__PROBLEM STATEMENT__.
Give back every line exactly as it appears, pictures excluded.

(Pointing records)
┌────────
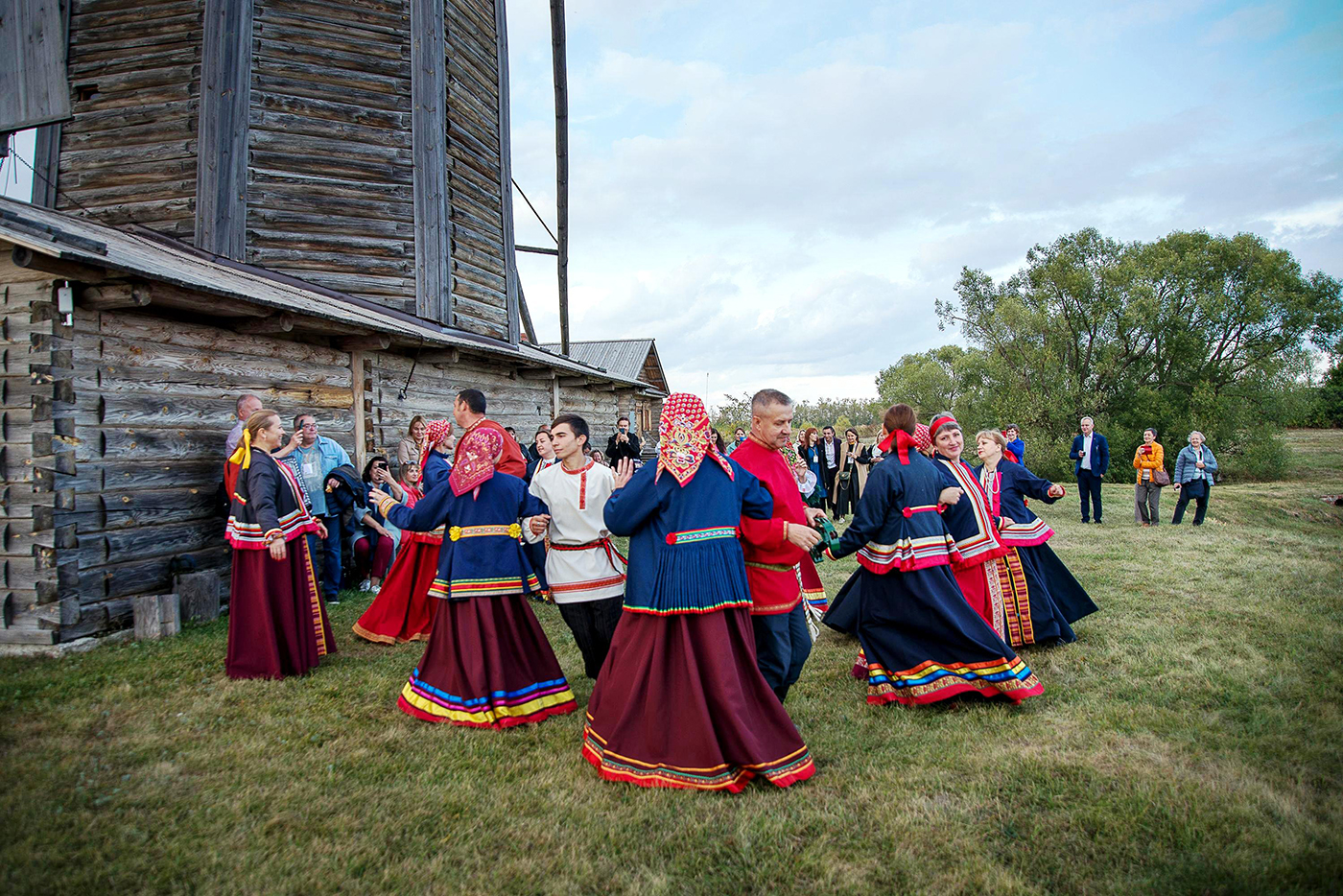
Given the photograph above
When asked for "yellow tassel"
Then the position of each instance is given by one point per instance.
(242, 457)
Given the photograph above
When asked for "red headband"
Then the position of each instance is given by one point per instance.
(937, 422)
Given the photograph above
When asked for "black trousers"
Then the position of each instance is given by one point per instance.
(1088, 489)
(1197, 492)
(593, 624)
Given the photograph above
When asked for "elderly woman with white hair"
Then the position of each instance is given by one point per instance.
(1194, 470)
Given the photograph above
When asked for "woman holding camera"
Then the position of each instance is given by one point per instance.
(1150, 462)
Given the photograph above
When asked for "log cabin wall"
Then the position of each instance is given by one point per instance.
(130, 153)
(153, 402)
(514, 400)
(331, 167)
(35, 457)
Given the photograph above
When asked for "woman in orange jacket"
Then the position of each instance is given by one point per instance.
(1148, 460)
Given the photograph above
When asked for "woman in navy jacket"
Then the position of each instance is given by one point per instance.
(922, 641)
(487, 663)
(1041, 598)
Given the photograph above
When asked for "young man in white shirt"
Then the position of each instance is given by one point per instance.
(584, 571)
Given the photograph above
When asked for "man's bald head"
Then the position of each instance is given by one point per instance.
(771, 418)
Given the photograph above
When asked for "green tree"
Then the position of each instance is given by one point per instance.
(1192, 331)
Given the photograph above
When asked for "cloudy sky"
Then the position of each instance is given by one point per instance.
(778, 191)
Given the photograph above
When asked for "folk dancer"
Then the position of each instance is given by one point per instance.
(469, 413)
(277, 621)
(922, 641)
(487, 663)
(680, 701)
(584, 570)
(776, 549)
(403, 609)
(973, 524)
(1041, 596)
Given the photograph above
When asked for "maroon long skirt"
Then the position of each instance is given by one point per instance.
(487, 665)
(403, 610)
(681, 703)
(277, 621)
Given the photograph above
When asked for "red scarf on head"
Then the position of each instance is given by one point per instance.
(476, 460)
(903, 442)
(685, 438)
(434, 433)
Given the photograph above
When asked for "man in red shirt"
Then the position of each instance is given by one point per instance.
(774, 549)
(469, 413)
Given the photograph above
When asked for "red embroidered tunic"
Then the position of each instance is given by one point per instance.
(771, 559)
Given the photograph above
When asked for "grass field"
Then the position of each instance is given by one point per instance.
(1190, 742)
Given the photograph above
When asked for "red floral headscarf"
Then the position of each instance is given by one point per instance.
(923, 438)
(434, 433)
(476, 459)
(685, 438)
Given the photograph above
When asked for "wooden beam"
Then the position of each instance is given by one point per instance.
(281, 322)
(222, 128)
(526, 315)
(24, 257)
(429, 147)
(114, 295)
(513, 286)
(375, 342)
(356, 378)
(170, 295)
(446, 356)
(561, 165)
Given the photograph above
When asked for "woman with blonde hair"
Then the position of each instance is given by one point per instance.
(920, 643)
(1194, 470)
(412, 448)
(277, 621)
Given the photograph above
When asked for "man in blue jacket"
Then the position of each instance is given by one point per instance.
(1091, 452)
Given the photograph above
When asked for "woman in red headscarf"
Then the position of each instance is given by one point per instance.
(680, 700)
(920, 640)
(487, 663)
(403, 610)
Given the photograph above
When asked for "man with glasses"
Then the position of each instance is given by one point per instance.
(318, 456)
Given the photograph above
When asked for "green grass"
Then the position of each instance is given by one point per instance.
(1188, 743)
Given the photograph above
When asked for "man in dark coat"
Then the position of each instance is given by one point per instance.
(624, 443)
(1091, 453)
(829, 452)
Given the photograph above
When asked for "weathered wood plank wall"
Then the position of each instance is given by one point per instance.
(477, 170)
(331, 168)
(130, 154)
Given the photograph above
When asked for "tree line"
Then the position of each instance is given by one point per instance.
(1192, 331)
└────────
__RESPONSE FOR THIS EXERCISE__.
Given the photograph above
When asked for "yellow tassel"
Then the position of each instance is given by one point per instance.
(242, 457)
Given the photograph above
When asked for "red headband"
Then the position of each instance is given by one point per instance.
(937, 422)
Given the photograph above
When asked for "black trousers"
Then the position of each instance is given by one point per instance.
(1088, 489)
(1197, 492)
(593, 624)
Given the photograph above
When asked for "elderly woman with white hair"
Then the position of each instance is given by one point per instance.
(1194, 470)
Given the photograph above
When asked for "woman holding camera"
Then the position of each instance is given by one point per instance.
(1150, 462)
Given the photograph above
When asked for "log cabin wall"
Then the position of each instance is given by one point per instance.
(130, 153)
(153, 402)
(514, 400)
(331, 167)
(35, 457)
Given the photograph above
When asked for "woman in orange jacket"
Then the position of each instance is given by one point per instance.
(1148, 460)
Given the photograph above
When asked for "woman in navy jacket"
Then the position of each instance is given by one point per instance.
(922, 641)
(487, 663)
(1041, 598)
Given the photograph above
When asked for "young man in white shirt"
Then the position of each instance is given by one point per instance.
(584, 571)
Given the photograph above
When asked for "man's bald head"
Then the position of each instance is given by one point per instance.
(771, 418)
Given the photograph above
When asked for "green tree"
Then the position of each instance is given by one point per instance.
(1192, 331)
Given the photograph above
When asked for "cloudy sky"
Then the position of each instance is given by one point per instance.
(778, 191)
Given the photograph above
When asked for "folk dancer"
Then the position of each instance is given by one point per instance.
(469, 413)
(277, 621)
(922, 641)
(487, 663)
(680, 701)
(584, 570)
(776, 549)
(403, 609)
(973, 524)
(1041, 596)
Given the photograph above
When asked for "maroon long skirt"
Then the position of each instance is given by one point per instance.
(487, 665)
(403, 610)
(681, 703)
(277, 621)
Given the photograph above
When asked for "red scarf on head"
Then the position of each instance is given by one point per instance.
(476, 460)
(903, 442)
(685, 438)
(434, 433)
Given the photograph above
When asked for "man in red shirt"
Then the position of each instance is given by one point per instance.
(774, 549)
(469, 413)
Given the photograph above
When asked for "red embroidered tunic"
Then the position of each instance is given by one point per instance.
(771, 559)
Given the photograph above
When asked for "grass field"
Then the position of each instance is given by one point per instance.
(1190, 742)
Given the photograph above
When asked for "red floral headscarf"
Then the position of each instance is given by one point per instance.
(923, 438)
(434, 433)
(476, 459)
(685, 438)
Given the photograph above
When asked for "wooden beam"
Then the position of each instance is given by one point per instance.
(281, 322)
(222, 128)
(526, 315)
(24, 257)
(429, 147)
(114, 295)
(513, 286)
(375, 342)
(356, 378)
(170, 295)
(446, 356)
(561, 165)
Given the photograph above
When asked for "woman with blonde hair"
Then the position of each instance is given by one point per instance.
(920, 643)
(1194, 470)
(412, 448)
(277, 621)
Given the photograph above
When asked for "man in blue jacket"
Then the position of each instance is given by one point per instance.
(1091, 452)
Given the photograph above
When asked for "woman in red headscarf"
Then the position of each instance is given by one point per instance.
(680, 700)
(920, 640)
(487, 663)
(403, 610)
Given the photograph above
When asked for "man with glasses"
Then the position of each instance is given by one point per instance.
(318, 456)
Given the photograph above
When asked for "green grass"
Then the position of each instance is given by one point per instance.
(1188, 743)
Given the photograph above
When asked for "man in dark coat"
Then the position of each instance is given by one point per instance.
(624, 443)
(1091, 453)
(829, 452)
Given the photograph above
When asked for "weathered wood plank wall"
Then the position of each instance is given by one point per instance.
(477, 170)
(331, 168)
(130, 154)
Given the photograph above
When asked for "tree line"
Then the position of each instance is given by one point per instance.
(1192, 331)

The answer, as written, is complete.